◆ What you will do
The answer must consist of each line below that holds the word "metal", copied as it stands.

◆ Data for processing

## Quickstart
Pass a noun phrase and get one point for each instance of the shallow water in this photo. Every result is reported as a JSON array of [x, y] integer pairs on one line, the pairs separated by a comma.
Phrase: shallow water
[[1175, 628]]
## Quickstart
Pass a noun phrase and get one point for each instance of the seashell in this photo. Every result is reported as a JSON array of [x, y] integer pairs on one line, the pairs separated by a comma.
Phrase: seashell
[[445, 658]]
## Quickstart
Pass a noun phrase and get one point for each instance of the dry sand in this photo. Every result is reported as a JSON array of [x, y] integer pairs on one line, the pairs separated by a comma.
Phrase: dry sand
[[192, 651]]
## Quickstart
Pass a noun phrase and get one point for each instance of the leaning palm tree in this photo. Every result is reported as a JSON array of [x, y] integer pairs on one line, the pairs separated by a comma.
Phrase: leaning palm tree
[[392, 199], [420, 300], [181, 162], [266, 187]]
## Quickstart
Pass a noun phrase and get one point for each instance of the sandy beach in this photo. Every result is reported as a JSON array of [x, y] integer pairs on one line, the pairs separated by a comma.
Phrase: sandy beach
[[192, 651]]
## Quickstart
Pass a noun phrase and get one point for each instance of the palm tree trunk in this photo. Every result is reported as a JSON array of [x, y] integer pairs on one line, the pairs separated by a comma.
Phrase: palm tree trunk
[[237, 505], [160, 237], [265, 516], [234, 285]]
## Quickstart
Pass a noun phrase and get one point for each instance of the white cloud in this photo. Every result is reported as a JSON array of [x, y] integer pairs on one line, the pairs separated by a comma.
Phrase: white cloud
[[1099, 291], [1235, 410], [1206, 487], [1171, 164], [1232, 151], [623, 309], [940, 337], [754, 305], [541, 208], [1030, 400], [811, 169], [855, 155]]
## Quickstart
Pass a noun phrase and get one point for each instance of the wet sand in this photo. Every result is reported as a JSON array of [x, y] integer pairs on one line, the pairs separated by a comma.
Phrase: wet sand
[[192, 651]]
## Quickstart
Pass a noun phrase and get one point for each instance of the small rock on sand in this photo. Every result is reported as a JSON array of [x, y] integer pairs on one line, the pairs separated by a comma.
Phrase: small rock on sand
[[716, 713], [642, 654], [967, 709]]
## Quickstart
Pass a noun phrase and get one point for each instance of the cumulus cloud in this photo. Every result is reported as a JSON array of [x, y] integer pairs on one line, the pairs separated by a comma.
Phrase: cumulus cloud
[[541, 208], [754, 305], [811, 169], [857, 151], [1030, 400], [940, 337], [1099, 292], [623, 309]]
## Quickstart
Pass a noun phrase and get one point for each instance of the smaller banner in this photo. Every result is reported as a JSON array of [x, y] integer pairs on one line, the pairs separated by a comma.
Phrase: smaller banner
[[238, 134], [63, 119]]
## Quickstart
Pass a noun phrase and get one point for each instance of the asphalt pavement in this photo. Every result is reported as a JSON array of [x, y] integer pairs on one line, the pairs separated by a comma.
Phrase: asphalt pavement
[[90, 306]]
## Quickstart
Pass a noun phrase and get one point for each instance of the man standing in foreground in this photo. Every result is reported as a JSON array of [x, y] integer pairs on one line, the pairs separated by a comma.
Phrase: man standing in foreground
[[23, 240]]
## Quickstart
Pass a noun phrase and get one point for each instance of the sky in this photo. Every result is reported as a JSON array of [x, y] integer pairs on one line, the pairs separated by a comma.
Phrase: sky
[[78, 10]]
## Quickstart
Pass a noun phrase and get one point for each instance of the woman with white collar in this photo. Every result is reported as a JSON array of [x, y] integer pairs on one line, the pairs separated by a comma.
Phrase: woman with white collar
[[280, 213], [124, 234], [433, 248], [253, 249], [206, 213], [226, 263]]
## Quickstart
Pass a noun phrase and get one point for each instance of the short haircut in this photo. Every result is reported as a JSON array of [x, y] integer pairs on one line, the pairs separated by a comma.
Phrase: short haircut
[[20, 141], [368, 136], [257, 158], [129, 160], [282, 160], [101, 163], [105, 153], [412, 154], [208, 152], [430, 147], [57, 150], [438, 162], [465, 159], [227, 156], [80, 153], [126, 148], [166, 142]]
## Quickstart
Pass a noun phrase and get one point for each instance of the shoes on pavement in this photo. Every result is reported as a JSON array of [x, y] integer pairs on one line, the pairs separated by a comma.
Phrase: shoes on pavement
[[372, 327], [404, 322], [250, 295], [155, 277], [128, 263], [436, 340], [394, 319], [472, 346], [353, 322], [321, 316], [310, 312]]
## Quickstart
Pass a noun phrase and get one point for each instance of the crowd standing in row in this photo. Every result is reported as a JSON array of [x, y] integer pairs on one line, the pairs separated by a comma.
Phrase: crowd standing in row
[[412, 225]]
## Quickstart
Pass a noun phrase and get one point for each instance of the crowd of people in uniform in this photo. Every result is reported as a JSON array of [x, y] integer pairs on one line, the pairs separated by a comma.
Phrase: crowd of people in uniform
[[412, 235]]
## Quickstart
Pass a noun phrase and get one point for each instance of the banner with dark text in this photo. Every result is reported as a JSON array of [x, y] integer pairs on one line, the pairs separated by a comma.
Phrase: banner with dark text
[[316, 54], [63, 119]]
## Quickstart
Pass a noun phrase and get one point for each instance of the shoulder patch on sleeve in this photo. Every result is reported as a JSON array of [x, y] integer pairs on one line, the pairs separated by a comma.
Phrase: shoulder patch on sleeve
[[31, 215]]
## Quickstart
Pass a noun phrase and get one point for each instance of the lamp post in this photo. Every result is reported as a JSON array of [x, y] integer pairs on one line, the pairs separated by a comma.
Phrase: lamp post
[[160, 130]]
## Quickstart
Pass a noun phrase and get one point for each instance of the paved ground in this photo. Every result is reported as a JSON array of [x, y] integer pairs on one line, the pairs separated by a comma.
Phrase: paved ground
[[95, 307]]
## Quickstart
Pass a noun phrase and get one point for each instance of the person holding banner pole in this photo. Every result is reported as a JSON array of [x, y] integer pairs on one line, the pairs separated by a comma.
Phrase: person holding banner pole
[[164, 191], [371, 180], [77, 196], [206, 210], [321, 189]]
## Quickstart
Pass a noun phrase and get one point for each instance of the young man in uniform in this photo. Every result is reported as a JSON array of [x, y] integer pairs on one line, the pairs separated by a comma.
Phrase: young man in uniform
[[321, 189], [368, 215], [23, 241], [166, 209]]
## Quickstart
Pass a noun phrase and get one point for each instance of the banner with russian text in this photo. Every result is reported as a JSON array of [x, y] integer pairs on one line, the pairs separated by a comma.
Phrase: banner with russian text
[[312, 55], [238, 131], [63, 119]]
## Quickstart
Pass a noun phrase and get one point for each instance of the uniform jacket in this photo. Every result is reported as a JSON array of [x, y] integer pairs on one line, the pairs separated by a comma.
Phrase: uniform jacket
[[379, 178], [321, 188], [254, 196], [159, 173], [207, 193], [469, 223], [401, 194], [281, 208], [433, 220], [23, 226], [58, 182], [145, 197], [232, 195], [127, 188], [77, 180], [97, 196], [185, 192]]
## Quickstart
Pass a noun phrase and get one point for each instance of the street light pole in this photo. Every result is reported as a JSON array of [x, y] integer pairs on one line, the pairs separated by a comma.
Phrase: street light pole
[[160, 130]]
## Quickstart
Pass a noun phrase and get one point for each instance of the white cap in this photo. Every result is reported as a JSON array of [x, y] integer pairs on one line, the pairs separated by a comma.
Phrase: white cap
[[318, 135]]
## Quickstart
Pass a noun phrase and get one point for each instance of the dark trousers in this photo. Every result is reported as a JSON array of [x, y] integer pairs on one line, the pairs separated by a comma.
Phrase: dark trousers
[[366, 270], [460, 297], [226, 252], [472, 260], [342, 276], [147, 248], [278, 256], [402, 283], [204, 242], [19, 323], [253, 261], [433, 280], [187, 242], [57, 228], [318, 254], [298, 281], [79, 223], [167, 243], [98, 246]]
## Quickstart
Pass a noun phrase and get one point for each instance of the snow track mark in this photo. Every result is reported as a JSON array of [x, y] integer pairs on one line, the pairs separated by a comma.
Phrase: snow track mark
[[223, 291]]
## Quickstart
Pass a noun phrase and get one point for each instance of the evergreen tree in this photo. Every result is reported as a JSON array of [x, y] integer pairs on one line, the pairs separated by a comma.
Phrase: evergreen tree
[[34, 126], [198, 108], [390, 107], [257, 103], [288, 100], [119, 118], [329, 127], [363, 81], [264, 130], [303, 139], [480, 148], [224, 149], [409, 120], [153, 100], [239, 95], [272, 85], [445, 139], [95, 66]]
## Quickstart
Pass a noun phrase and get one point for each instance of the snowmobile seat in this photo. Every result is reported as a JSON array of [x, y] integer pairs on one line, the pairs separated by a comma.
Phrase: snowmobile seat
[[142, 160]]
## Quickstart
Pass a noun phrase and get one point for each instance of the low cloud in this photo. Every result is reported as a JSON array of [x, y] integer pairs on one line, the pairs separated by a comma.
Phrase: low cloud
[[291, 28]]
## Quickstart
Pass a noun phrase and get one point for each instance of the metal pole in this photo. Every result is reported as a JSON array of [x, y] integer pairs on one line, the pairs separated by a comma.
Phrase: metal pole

◆ Exercise response
Pass a noun phrase and get one point for each instance of the metal pole in this photo. Every result is reported as a JSON array of [x, y] integer pairs on one line, the pairs separated by a comma.
Phrase: metal pole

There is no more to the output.